__Set tasks__:
1. In the text below on shear reinforcement, what method is the resistance calculation for reinforced concrete members with shear reinforcement based on?
2. Write the next part of the text below on the shear resistance of reinforced concrete members, picking up right after its final sentence.

__Given passage__:

The resistance of members with shear reinforcement (art. 6.2.3 [2])

Calculation of reinforced concrete members resistance with shear reinforcement is based on the truss analogy method with variable-angle diagonals. The basis of this method is the balance of forces in the triangle determined by the strut force (diagonal), the shear reinforcement force (stirrup) and longitudinal reinforcement force.

\[ \textsf{\textit{\footnotesize{\qquad Principe of Truss analogy for member under shear load.}}}\]

Cross-section under shear load is broken by cracks at an angle θ, from this reason the concrete diagonal with same angle as shear forces is resisting to the shear force. Compressive force of the diagonal can be expressed as Ved/sinθ. This force must be transferred by concrete surface, perpendicular to the compression diagonal bwzcosθ. The concrete tension stress in the compression diagonal is then equal:

\[ {{\sigma }_{c}}=\frac{{{V}_{Ed}}}{{{b}_{w}}z~\sin \text{ }\!\!\theta\!\!\text{ }\cos \theta }=\frac{{{V}_{Ed}}}{{{b}_{w}}z}\left( \tan \theta +\cot \theta  \right)\]

Substituting \[{{\sigma }_{c}}={{\alpha }_{cw}}{{\nu }_{1}}{{f}_{cd}}\]  and \[{{V}_{Ed}}={{V}_{Rd,max}}\] and expressing \[{{V}_{Rd,max}}\] we get equation for  shear resistance of diagonal:

\[ {{V}_{Rd,max}}=~{{\alpha }_{cw}}~{{b}_{w}}~z~{{\nu }_{1~}}{{f}_{cd}}/\left( \cot \theta +\tan \theta  \right)\]

To balance the vertical force component in the compression diagonal, shear reinforcement will be used. The size of the vertical force is based on the diagonal compressive stress in the concrete area which is corresponding to one single stirrup - \[{{\sigma }_{c}}{{b}_{w}}s{{\sin }^{2}}\theta\]. Limit stirrup force is given as \[{{A}_{sw}}{{f}_{ywd}}/s\].

__Dataset records__:
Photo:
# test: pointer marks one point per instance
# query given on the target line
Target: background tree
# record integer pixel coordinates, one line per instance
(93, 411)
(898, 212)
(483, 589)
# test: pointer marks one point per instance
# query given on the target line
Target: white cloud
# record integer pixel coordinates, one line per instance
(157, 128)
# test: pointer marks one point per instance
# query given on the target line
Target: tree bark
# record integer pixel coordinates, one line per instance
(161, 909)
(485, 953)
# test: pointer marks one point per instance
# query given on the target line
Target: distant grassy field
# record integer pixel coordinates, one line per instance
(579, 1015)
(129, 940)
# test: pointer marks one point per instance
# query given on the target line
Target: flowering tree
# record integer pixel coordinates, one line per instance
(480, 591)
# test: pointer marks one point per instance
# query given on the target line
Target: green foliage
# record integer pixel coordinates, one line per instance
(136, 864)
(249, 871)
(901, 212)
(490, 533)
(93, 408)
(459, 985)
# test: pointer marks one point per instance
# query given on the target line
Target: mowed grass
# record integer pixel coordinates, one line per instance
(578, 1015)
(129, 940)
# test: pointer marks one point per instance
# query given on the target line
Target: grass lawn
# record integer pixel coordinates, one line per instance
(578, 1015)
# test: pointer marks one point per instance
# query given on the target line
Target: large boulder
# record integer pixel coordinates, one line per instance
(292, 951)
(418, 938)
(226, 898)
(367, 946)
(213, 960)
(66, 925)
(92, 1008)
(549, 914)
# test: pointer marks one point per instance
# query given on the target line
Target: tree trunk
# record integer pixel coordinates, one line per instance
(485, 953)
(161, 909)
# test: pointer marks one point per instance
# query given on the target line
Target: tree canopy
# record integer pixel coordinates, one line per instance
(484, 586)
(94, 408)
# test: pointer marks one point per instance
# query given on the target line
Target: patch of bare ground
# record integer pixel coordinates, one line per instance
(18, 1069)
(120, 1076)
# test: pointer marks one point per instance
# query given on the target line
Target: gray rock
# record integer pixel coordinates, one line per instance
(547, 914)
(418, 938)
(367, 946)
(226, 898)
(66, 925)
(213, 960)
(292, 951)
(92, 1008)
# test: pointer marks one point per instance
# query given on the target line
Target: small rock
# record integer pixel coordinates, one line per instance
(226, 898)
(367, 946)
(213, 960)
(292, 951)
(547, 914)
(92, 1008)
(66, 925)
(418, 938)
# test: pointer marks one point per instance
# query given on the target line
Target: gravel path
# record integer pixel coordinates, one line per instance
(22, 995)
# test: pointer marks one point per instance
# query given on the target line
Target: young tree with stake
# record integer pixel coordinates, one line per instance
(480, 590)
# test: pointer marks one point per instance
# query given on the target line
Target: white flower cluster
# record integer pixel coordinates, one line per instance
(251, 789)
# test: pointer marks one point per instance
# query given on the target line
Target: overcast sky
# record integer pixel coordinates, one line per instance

__Answers in order__:
1. It is based on the truss analogy method with variable-angle diagonals.

2.
Inserting σc, comparing with the limit force in the reinforcement, after modifications we get:

\[ \frac{{{A}_{sw}}{{f}_{ywd}}}{s}=\frac{{{V}_{Ed}}}{z}\tan \theta\]

Then expressing Ved as VRDs we get resistance of cross-section with vertical shear reinforcement:

\[ {{V}_{Rd,s}}=~\frac{{{A}_{sw}}}{s}z~{{f}_{ywd}}\cot \theta\]

The longitudinal shear force is transferred by longitudinal reinforcement and it can be determined as Vedcotgθ . Derivation of formulas above can be found in [4].

Using the program IDEA RCS it is possible to check only members with vertical shear reinforcement. In general following equations can be used:

\[{{V}_{Rd,s}}=~\frac{{{A}_{sw}}}{s}z~{{f}_{ywd}}\left( \cot \theta +\cot \alpha  \right)\sin \alpha\]

\[{{V}_{Rd,max}}=~{{\alpha }_{cw}}~{{b}_{w}}~z~{{\nu }_{1~}}{{f}_{cd}}\left( \cot \theta +\cot \alpha   \right)/\left( 1+{{\cot }^{2}}\theta  \right)\]

Where  

Asw      is the cross-sectional area of the shear reinforcement,

s           is the spacing of the stirrups,

fywd      is the design yield strength of the shear reinforcement,

bw        is the minimum width between tension and compression chords. To calculate the resistance VRd,max , the value of the section width must be reduced to the so-called nominal width of the cross-section in case the cross-section is weakened by cable ducts

           bw,nom=bw-0,5ΣΦ for grouted metal ducts

           bw,nom=bw-1,2ΣΦ for non-grouted metal ducts           

υ          = 0,6 pro fck ≤ 60MPa or  pro fck > 60MPa,

αcw       is a coefficient taking account of the state of the stress in the compression chord.


Loadσcp = 00 < σcp≤0,25 fcd0,25 fcd < σcp≤0,5 fcd0,5 fcd < σcp≤1,0 fcd
Coefficient acw1,01+σcp/fcd1,252,5(1 - σcp/fcd)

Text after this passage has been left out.